→ **Supplied text**:

Verify Cohort Scope and Field List Before Starting Extraction
Review the field list and patient count on the summary screen before confirming. Extraction runs against the full cohort - changing the scope or ontology after launch requires creating a new automation job.
Step 4 - Monitor Extraction Progress and Review Intermediary Results in Real Time
Once a curation job is running, the job dashboard provides real-time visibility into the extraction process.
Cohort-Level and Per-Patient Extraction Progress
The dashboard shows extraction progress at two levels:
- Cohort level - overall completion percentage, number of patients processed, number pending, and any processing errors
- Patient level - per-patient status, with the ability to open any individual patient record to see which fields have been extracted and which are still pending
You can review intermediary results for patients whose extraction is already complete while the rest of the cohort is still being processed - there is no need to wait for the full job to finish before beginning a review.

→ **Provided information**:

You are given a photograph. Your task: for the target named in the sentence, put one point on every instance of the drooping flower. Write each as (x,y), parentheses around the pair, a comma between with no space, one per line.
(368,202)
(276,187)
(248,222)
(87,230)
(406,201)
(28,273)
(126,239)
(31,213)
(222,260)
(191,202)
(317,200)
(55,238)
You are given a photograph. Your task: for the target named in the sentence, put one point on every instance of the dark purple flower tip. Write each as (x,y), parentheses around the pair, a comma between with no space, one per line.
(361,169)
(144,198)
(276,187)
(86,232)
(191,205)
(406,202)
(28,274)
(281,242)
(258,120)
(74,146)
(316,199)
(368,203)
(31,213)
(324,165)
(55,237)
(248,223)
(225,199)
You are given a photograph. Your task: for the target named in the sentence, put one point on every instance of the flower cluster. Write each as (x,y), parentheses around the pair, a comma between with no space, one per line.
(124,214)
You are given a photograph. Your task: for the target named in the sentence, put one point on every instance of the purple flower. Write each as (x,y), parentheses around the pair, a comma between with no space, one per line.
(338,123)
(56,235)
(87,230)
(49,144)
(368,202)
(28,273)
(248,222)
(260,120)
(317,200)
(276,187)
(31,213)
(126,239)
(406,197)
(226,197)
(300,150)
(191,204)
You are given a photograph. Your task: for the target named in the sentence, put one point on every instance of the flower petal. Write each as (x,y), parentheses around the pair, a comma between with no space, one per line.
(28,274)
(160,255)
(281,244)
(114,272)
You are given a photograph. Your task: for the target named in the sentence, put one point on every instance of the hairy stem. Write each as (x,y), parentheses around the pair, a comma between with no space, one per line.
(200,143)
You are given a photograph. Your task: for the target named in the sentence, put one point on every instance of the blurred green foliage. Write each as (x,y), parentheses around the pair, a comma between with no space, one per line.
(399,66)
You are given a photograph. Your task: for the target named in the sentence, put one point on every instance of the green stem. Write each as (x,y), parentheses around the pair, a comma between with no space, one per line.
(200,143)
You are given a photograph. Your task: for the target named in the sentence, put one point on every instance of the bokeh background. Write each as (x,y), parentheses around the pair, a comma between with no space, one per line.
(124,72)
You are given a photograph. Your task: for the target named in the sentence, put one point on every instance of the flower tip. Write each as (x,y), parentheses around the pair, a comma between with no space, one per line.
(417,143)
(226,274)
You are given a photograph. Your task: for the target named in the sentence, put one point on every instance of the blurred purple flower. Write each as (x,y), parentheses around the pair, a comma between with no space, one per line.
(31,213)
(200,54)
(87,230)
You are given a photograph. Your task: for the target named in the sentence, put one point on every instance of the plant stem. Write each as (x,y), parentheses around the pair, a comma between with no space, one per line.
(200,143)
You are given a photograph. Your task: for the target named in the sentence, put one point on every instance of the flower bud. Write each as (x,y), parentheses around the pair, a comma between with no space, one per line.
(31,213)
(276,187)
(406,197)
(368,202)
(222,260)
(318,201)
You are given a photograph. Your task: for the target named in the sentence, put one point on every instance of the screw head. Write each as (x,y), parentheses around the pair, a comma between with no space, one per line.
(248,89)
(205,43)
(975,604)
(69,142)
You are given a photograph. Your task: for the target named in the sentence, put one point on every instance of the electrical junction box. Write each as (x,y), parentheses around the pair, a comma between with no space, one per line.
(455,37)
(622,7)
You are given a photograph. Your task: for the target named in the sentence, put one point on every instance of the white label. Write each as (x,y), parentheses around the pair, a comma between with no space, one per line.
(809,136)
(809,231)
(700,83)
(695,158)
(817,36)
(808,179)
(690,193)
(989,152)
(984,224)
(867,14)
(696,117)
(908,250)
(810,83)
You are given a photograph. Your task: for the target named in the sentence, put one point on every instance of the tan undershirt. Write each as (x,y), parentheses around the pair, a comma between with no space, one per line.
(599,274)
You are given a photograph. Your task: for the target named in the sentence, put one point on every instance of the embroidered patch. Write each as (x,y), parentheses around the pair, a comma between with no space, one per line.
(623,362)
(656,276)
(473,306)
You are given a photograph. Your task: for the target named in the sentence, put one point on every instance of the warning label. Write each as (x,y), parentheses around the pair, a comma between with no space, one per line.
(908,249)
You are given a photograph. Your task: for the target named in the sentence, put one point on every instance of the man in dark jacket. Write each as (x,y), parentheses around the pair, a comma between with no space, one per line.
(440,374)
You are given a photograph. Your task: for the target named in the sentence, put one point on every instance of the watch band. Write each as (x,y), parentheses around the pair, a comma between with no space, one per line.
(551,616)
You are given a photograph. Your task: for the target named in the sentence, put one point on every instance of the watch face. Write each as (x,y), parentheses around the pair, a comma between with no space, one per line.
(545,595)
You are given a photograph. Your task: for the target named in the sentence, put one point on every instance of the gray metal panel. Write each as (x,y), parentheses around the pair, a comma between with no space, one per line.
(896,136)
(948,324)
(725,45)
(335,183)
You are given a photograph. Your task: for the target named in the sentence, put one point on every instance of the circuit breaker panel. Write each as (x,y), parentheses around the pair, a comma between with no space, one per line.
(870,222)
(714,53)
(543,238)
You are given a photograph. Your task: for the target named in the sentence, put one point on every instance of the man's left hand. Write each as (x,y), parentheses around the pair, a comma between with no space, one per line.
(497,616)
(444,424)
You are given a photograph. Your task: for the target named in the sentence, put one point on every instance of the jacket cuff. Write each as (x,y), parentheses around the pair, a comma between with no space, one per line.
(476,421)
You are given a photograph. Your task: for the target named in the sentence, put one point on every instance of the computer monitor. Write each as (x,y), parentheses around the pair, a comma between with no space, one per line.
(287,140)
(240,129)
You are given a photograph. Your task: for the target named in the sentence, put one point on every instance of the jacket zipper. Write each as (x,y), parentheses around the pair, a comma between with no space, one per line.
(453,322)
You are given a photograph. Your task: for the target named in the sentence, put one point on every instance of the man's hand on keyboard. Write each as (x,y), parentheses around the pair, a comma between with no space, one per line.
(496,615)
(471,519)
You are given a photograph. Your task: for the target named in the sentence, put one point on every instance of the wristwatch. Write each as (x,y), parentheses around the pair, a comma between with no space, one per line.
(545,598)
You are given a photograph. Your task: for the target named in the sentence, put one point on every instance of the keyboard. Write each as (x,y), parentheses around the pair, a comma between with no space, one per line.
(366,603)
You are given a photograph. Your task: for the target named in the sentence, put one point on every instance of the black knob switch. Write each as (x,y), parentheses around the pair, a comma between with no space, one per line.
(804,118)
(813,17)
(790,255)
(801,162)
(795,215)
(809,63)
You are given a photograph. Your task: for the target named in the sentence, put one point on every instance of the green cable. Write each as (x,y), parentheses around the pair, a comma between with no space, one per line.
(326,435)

→ **Aim of the exercise**: Transcribe the passage from the extraction-monitoring text, starting at "Verify Cohort Scope" and ending at "the extraction process.".

→ **Exercise result**:
Verify Cohort Scope and Field List Before Starting Extraction
Review the field list and patient count on the summary screen before confirming. Extraction runs against the full cohort - changing the scope or ontology after launch requires creating a new automation job.
Step 4 - Monitor Extraction Progress and Review Intermediary Results in Real Time
Once a curation job is running, the job dashboard provides real-time visibility into the extraction process.